_ASSIGNMENT_
Using the data that follows, state the number of lines holding the word "rocky", and give no other output.

(Records from a data source)
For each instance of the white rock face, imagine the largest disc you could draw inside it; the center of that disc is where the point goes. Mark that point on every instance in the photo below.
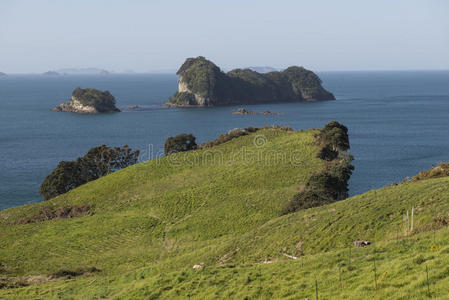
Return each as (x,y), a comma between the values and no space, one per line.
(74,105)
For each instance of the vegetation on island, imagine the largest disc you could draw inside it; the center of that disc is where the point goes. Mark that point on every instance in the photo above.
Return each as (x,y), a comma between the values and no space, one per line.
(98,162)
(180,143)
(102,101)
(202,83)
(206,224)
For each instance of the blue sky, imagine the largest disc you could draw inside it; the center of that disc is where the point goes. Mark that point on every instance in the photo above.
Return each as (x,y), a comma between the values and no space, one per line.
(153,35)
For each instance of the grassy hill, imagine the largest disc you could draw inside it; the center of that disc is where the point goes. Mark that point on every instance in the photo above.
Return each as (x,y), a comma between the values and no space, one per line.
(219,208)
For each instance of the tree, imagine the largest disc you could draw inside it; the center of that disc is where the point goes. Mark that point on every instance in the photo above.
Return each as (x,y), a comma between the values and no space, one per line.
(180,143)
(98,161)
(335,135)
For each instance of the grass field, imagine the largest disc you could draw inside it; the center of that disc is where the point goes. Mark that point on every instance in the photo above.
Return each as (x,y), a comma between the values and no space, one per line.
(219,208)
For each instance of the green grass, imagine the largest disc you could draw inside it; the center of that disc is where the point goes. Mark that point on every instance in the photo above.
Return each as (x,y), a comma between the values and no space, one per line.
(155,220)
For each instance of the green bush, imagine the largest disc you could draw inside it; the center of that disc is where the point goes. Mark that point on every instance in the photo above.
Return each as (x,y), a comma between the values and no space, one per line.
(180,143)
(98,161)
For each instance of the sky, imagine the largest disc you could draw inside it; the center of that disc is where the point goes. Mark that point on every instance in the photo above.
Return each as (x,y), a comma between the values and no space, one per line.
(158,35)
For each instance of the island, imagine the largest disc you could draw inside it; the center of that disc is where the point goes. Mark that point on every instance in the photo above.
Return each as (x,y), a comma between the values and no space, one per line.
(89,101)
(201,83)
(242,111)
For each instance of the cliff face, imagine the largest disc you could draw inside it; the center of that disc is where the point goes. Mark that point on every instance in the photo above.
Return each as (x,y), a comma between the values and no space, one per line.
(89,101)
(202,83)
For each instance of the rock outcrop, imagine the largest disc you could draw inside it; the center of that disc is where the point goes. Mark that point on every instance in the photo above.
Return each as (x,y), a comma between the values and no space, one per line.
(202,83)
(242,111)
(89,101)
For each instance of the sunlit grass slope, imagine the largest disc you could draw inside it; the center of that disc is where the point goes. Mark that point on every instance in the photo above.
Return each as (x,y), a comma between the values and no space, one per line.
(156,209)
(155,220)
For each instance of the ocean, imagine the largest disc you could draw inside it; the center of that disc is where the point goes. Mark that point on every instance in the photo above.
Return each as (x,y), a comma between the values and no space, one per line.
(398,123)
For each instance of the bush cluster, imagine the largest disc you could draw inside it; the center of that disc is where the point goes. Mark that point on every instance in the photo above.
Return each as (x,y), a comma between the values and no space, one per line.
(180,143)
(240,86)
(98,161)
(441,170)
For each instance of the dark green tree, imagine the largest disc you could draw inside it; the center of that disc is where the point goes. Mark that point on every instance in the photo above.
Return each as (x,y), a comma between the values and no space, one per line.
(335,135)
(99,161)
(180,143)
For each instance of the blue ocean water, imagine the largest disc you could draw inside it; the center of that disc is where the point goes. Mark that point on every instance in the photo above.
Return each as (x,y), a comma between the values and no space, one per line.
(398,123)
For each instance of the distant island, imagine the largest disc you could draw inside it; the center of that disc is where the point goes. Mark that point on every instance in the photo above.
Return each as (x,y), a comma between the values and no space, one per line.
(242,111)
(89,101)
(83,71)
(202,83)
(51,73)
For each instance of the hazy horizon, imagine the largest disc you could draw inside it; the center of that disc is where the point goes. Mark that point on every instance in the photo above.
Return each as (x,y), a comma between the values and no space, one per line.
(157,36)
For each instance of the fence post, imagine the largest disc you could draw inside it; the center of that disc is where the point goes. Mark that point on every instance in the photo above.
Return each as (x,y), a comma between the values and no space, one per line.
(375,274)
(339,276)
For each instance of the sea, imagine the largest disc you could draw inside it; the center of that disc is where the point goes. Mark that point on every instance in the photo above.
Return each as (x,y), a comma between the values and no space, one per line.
(398,123)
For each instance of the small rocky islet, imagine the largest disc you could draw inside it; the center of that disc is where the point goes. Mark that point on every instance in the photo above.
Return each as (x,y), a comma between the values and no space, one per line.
(242,111)
(203,84)
(89,101)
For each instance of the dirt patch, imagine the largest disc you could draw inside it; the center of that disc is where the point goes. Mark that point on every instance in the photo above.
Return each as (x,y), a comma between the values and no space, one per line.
(22,281)
(49,213)
(74,273)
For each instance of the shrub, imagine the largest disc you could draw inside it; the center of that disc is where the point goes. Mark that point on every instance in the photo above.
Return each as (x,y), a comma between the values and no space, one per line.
(102,101)
(335,135)
(180,143)
(441,170)
(98,161)
(327,153)
(326,185)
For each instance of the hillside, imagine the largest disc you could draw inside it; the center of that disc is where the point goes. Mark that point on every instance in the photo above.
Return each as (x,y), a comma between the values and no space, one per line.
(219,208)
(202,83)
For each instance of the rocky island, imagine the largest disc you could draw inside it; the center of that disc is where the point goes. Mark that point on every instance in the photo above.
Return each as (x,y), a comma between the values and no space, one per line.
(51,73)
(89,101)
(202,83)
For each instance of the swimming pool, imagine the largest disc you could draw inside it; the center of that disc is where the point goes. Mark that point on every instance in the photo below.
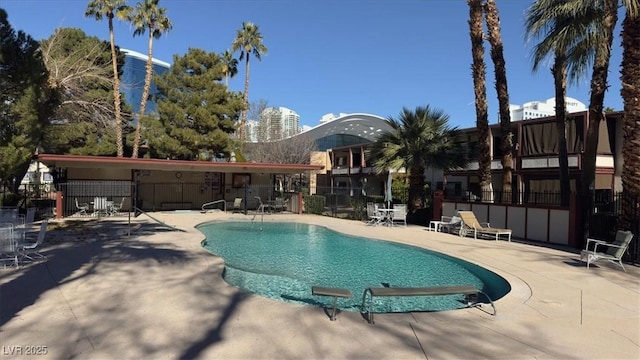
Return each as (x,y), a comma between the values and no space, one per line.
(284,260)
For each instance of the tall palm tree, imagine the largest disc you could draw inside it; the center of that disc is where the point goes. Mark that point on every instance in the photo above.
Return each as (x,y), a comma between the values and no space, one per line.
(248,41)
(418,139)
(497,55)
(571,42)
(479,88)
(630,93)
(110,9)
(229,66)
(147,15)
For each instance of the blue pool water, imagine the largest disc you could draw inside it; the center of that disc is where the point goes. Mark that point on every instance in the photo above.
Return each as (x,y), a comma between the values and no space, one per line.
(284,260)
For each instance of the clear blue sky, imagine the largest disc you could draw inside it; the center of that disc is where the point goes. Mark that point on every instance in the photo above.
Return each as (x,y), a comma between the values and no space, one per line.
(339,56)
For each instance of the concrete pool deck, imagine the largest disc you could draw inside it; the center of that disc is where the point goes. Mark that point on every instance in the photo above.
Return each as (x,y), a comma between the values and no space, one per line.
(157,294)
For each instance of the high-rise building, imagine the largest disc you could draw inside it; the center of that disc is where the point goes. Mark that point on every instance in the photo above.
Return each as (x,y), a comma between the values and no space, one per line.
(132,82)
(252,129)
(538,109)
(278,123)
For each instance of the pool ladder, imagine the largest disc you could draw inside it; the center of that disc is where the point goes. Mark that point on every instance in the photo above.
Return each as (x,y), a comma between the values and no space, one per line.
(259,210)
(224,205)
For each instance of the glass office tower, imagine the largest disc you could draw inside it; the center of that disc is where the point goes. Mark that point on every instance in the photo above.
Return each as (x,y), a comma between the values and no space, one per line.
(132,82)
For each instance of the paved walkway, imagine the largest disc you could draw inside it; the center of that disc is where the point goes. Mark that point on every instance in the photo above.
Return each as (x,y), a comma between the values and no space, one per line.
(156,294)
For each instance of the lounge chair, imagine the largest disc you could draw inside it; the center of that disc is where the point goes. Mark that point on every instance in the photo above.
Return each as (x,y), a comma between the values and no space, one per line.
(471,223)
(450,223)
(8,249)
(237,203)
(279,205)
(604,251)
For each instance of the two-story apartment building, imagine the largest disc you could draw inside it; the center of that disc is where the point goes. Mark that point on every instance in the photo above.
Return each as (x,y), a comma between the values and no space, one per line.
(535,165)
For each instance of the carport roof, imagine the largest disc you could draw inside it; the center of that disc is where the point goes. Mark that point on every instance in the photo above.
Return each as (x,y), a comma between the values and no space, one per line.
(90,162)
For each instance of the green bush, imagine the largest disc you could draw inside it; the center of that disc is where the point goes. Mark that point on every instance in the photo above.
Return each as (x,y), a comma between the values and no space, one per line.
(314,204)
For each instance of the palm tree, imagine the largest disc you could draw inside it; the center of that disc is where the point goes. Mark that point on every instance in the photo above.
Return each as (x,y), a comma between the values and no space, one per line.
(249,41)
(111,9)
(495,39)
(630,93)
(147,15)
(564,36)
(419,139)
(479,88)
(229,66)
(605,25)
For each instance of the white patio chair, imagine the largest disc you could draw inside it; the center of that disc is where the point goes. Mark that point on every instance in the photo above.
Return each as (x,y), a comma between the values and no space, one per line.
(375,218)
(82,208)
(399,214)
(27,248)
(29,217)
(604,251)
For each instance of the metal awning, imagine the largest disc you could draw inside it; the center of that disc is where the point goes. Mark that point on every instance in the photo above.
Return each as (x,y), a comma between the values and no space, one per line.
(90,162)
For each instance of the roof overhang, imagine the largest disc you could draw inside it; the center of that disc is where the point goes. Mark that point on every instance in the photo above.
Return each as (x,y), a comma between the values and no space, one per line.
(92,162)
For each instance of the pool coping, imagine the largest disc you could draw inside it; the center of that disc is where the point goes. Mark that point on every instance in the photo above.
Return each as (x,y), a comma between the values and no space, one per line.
(160,294)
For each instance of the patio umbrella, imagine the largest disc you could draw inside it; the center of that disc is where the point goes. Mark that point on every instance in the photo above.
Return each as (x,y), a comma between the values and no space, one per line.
(388,195)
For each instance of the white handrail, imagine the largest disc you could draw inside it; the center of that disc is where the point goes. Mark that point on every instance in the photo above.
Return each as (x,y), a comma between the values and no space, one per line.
(213,203)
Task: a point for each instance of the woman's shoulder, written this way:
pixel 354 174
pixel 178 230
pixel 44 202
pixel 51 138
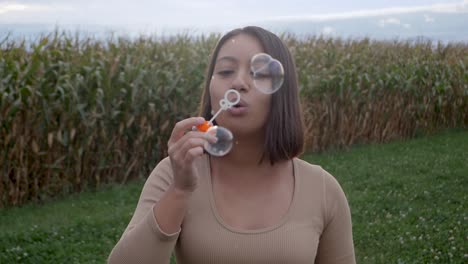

_REPLY_
2